[Start of section]

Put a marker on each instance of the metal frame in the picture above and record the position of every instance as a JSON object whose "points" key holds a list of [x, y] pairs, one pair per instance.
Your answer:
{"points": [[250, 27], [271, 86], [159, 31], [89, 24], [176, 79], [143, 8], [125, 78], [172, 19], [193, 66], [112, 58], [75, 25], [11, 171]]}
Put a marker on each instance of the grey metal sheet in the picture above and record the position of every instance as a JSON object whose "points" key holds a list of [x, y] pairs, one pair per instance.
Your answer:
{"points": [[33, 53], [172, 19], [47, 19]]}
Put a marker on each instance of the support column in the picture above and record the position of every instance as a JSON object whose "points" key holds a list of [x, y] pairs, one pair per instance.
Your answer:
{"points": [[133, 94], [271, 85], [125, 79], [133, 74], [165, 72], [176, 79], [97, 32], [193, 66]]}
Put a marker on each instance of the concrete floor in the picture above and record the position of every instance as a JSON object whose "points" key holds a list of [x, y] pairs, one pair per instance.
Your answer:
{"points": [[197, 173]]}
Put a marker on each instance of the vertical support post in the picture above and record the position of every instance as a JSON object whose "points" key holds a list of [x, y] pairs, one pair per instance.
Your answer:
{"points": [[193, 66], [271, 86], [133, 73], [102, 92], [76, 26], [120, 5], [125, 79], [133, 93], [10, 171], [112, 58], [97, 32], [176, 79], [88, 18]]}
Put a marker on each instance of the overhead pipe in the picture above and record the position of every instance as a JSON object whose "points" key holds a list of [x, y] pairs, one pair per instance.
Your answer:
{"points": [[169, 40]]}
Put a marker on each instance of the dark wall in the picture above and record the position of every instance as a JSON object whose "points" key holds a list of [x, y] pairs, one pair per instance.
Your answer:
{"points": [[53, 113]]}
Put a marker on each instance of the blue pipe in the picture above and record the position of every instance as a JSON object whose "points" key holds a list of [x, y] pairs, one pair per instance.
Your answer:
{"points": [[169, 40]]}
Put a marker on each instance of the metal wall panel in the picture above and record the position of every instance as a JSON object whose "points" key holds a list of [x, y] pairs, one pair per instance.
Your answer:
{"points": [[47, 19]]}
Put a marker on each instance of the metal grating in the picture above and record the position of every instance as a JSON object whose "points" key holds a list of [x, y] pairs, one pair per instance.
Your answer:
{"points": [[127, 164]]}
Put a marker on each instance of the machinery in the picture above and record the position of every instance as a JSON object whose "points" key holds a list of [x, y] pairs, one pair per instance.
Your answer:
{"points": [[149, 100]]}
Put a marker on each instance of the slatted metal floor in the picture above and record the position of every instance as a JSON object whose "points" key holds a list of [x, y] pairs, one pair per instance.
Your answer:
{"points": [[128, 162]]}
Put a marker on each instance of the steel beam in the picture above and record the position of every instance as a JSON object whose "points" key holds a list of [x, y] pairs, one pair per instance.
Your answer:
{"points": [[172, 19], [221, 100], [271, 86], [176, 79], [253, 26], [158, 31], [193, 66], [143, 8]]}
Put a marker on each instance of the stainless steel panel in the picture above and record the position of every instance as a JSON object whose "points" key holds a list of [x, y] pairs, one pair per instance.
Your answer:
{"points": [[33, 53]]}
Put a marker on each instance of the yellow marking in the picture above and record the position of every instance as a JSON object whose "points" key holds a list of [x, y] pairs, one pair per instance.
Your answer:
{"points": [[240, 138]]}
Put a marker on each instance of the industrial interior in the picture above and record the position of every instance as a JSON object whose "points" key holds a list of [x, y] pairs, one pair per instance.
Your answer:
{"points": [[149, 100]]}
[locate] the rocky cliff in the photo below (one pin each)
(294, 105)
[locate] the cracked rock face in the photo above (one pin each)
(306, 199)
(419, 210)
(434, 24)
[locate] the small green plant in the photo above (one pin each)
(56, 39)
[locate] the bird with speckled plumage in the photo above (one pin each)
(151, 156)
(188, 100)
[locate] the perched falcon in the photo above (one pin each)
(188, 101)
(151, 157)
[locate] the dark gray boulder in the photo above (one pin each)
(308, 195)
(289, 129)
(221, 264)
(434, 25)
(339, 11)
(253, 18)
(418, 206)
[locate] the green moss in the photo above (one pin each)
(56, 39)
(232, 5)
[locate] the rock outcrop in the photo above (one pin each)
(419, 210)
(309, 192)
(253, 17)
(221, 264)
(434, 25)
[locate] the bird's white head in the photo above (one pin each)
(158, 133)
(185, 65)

[End of section]

Assigned task:
Return every line in the listing that contains the word "support".

Answer area:
Put a marker on each instance of the support column in the picture above and record the position of every instance as a JSON object whose "points" key holds a list of [x, y] pairs, one pair per instance.
Put a marker on each instance of the vertical support post in the picture above and record the position of every instance as a JSON object whose "points" key holds a list of [x, y] pairs, one pair per instance.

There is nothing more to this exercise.